## ACTIVITY
Whatever the data contains, copy all of it exactly.

Records from a data collection
= Beginning of Section =
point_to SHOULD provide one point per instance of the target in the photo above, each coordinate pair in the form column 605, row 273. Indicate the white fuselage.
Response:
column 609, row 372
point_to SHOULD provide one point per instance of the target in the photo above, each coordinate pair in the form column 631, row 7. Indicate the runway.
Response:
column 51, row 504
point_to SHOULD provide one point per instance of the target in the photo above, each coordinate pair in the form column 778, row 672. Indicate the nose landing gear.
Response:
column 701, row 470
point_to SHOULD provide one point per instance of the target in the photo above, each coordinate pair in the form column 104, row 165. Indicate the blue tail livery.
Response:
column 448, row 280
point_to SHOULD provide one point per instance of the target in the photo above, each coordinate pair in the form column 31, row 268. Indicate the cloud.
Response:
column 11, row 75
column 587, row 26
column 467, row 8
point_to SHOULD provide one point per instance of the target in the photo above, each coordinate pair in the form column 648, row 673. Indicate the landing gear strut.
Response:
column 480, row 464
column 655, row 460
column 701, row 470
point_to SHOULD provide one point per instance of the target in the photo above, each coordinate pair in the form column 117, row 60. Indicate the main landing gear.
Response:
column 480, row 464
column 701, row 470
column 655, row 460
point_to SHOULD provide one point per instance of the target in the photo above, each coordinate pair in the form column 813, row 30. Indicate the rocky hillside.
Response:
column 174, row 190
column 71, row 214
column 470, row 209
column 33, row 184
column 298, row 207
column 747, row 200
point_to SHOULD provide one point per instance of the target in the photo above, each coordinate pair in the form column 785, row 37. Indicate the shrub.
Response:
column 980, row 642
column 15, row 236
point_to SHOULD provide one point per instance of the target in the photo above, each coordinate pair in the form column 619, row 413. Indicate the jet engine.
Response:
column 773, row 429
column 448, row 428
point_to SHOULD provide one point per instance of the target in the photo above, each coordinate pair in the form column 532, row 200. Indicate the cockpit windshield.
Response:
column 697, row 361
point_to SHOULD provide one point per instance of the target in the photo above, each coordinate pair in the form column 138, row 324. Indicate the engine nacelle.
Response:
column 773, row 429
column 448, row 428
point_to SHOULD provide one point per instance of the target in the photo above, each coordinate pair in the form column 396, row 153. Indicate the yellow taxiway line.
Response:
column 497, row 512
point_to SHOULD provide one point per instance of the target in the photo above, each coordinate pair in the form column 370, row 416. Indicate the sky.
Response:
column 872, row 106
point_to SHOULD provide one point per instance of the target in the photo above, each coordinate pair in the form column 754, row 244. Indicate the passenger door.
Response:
= End of Section =
## RESULT OF THE TASK
point_to SHOULD provide one point per instance of the target in the photo above, each coordinate pair in the form column 605, row 273. Indicate the white fuselage.
Response:
column 609, row 372
point_to SHOULD provide one point per instance of the target in the photo above, each coordinate pair in the form column 631, row 7. Indicate the runway.
Response:
column 51, row 504
point_to SHOULD provide one point per instance of the target in the photo above, each coordinate pair in the form column 778, row 672. Indicate the nose landing gear.
Response:
column 701, row 470
point_to SHOULD provide one point per instance of the target in the photo above, each coordinate pair in the form column 104, row 165. Indicate the blue tail livery.
Response:
column 448, row 280
point_to SHOULD provide one point per instance of the target in the photo above, each coordinate pair in the form column 31, row 268. Indicate the cloud.
Response:
column 11, row 75
column 587, row 26
column 467, row 8
point_to SHOULD provide one point per instance of the target in the photo above, each coordinate pair in the form column 648, row 673. Indicate the landing gear strut.
Response:
column 480, row 464
column 655, row 460
column 701, row 470
point_to SHOULD provide one point per instance of the target in the photo above, each coordinate pair in the form column 117, row 60. Indicate the main landing gear.
Response:
column 480, row 464
column 701, row 470
column 655, row 460
point_to SHOULD provide one point per instance of the target in the photo above, each coordinate pair in the form column 813, row 30. Indicate the rocky hillside.
Response:
column 174, row 190
column 71, row 214
column 470, row 209
column 33, row 184
column 298, row 207
column 747, row 200
point_to SHOULD provide one point per instance of the target in the photo above, each coordinate pair in the form column 785, row 37. Indicate the shrub.
Response:
column 980, row 642
column 15, row 236
point_to SHOULD provide one point per instance of the target in the photo above, each coordinate pair in the form column 619, row 413. Indicate the jet engine.
Response:
column 773, row 429
column 448, row 428
point_to SHOULD provide one point per instance of the target in the photo above, each coordinate pair in the form column 532, row 200. Indicate the cockpit windshield.
Response:
column 697, row 361
point_to SHOULD provide one point per instance of the target in the photo above, each coordinate pair in the form column 138, row 324. Indicate the engine nacelle.
Response:
column 773, row 429
column 448, row 428
point_to SHOULD provide one point per instance of the target in the photo above, each coordinate pair in the form column 396, row 153. Indicate the yellow taxiway line.
Response:
column 497, row 512
point_to SHOULD provide one point per instance of the target in the photo above, each coordinate pair in the form column 370, row 416. Indicate the sky.
Response:
column 872, row 106
point_to SHOULD provide one point per instance of the target in the photo above, each coordinate pair in the form column 754, row 244. Indicate the passenger door.
Response:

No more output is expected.